Passage provided:
* Begin *
Do I believe Mr. MacMullin’s Evidence Denying his Guilt?  
[231] Evaluation by the trier of fact (me) of a witness’s credibility and reliability is a difficult  
task. The process is multifactorial and contextual. In White v R, 1947 CarswellOnt 8 paras 8-10,  
[1947] SCR 268, the court said:  
The issue of credibility is one of fact and cannot be determined by following a set  
of rules that it is suggested have the force of law and, in so far as the language of  
Mr. Justice Beck may be so construed, it cannot be supported upon the authorities.  
Anglin J. (later Chief Justice) in speaking of credibility stated:  
by that I understand not merely the appreciation of the witnesses'  
desire to be truthful but also of their opportunities of knowledge  
and powers of observation, judgment and memory in a word, the  
trustworthiness of their testimony, which may have depended very  
largely on their demeanour in the witness box and their manner in  
giving evidence. Reymond v. Township of Bosanquet [(1919) 59  
Can. S.C.R. 452, at 460].  
The foregoing is a general statement and does not purport to be exhaustive.  
Eminent judges have from time to time indicated certain guides that have been of  
the greatest assistance, but so far as I have been able to find there has never been  
an effort made to indicate all the possible factors that might enter into the  
determination. It is a matter in which so many human characteristics, both the  
strong and the weak, must be taken into consideration. The general integrity and  
intelligence of the witness, his powers to observe, his capacity to remember and  
his accuracy in statement are important. It is also important to determine whether  
he is honestly endeavouring to tell the truth, whether he is sincere and frank or  
whether he is biassed, reticent and evasive. All these questions and others may be  
answered from the observation of the witness' general conduct and demeanour in  
determining the question of credibility. [Emphasis added]  
 
Page: 62  
[232] Evaluating Mr. MacMullin was less of a challenge. His evidence is a combination of  
irrelevant information, erroneous legal theories, opinion, prayer revival meeting, multilevel  
marketing meeting, success story, deflection of blame, flights of fancy, self-justification, and a  
search for understanding. A generous helping of self-aggrandizement seasons the menu. One  
may also include an allegation of a lack of knowledge of the frauds or lack of intention.
* End *
Information supplied:
* Begin *
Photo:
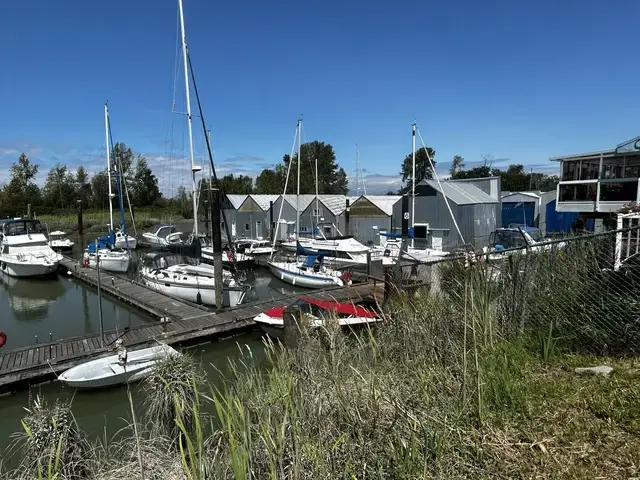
* End *
To be done:
[1] From the ruling on Mr. MacMullin's evidence, list each witness quality that the quoted passage calls important in the sentence starting "The general integrity."
[2] In the ruling on Mr. MacMullin's evidence, what seasons the menu?

Exercise responses:
[1]
- General integrity
- Intelligence
- Powers to observe
- Capacity to remember
- Accuracy in statement

[2] A generous helping of self-aggrandizement seasons the menu.